Starting with the line containing "Q: Point out every instance of the canberra" and going on through the line containing "x=579 y=363" in the material below, write out every line again, offsetting each coordinate in the answers by -131 and leaving all other text unchanged.

→ **Record list**:
#####

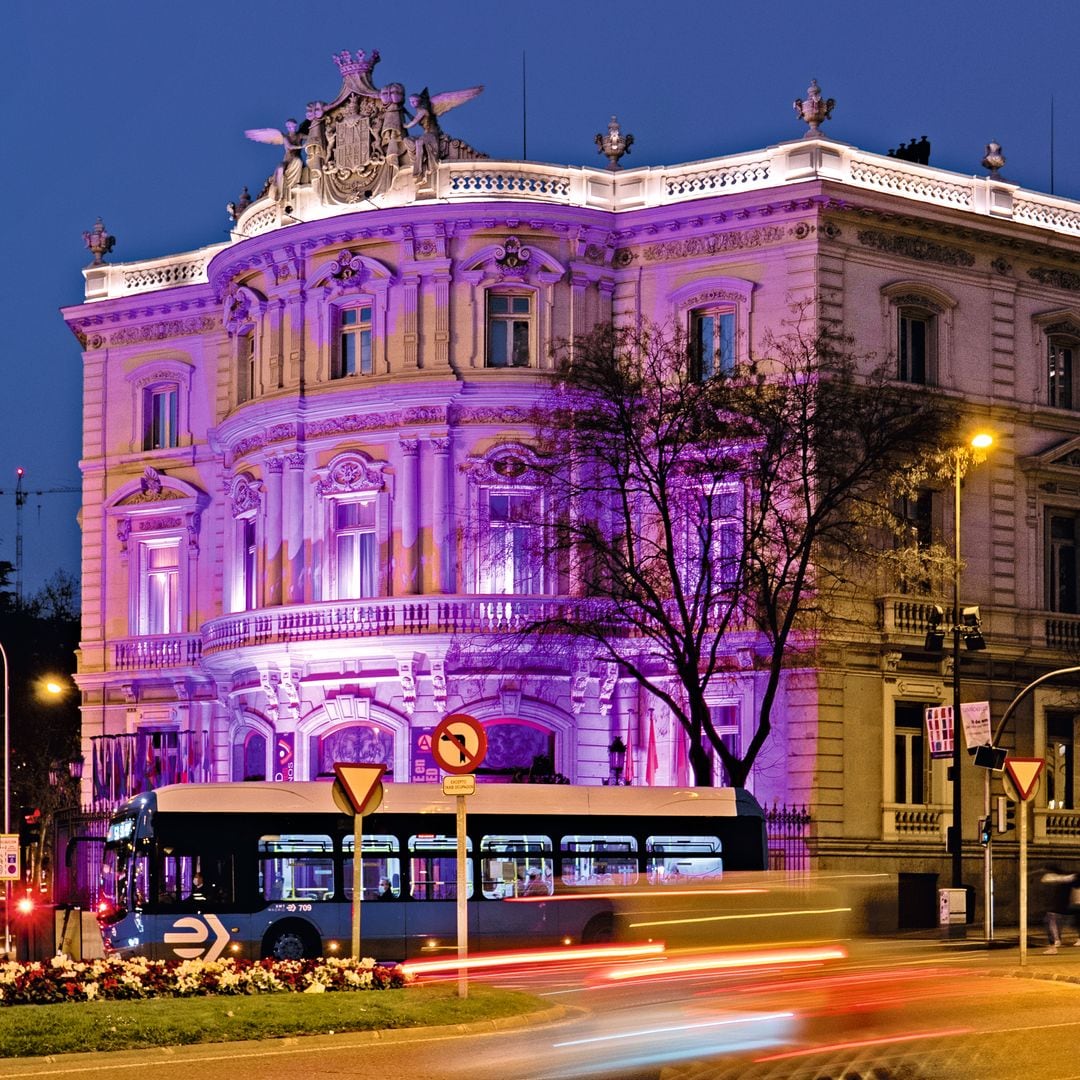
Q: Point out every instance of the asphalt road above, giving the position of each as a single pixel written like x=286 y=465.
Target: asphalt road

#####

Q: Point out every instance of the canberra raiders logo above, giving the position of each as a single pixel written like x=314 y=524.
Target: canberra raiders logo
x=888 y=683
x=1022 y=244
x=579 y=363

#####

→ **Solution to this exercise**:
Q: Point out every instance of the canberra raiders logo above, giving the position of each as a single pixel written like x=314 y=524.
Target: canberra raiders logo
x=757 y=552
x=891 y=113
x=448 y=232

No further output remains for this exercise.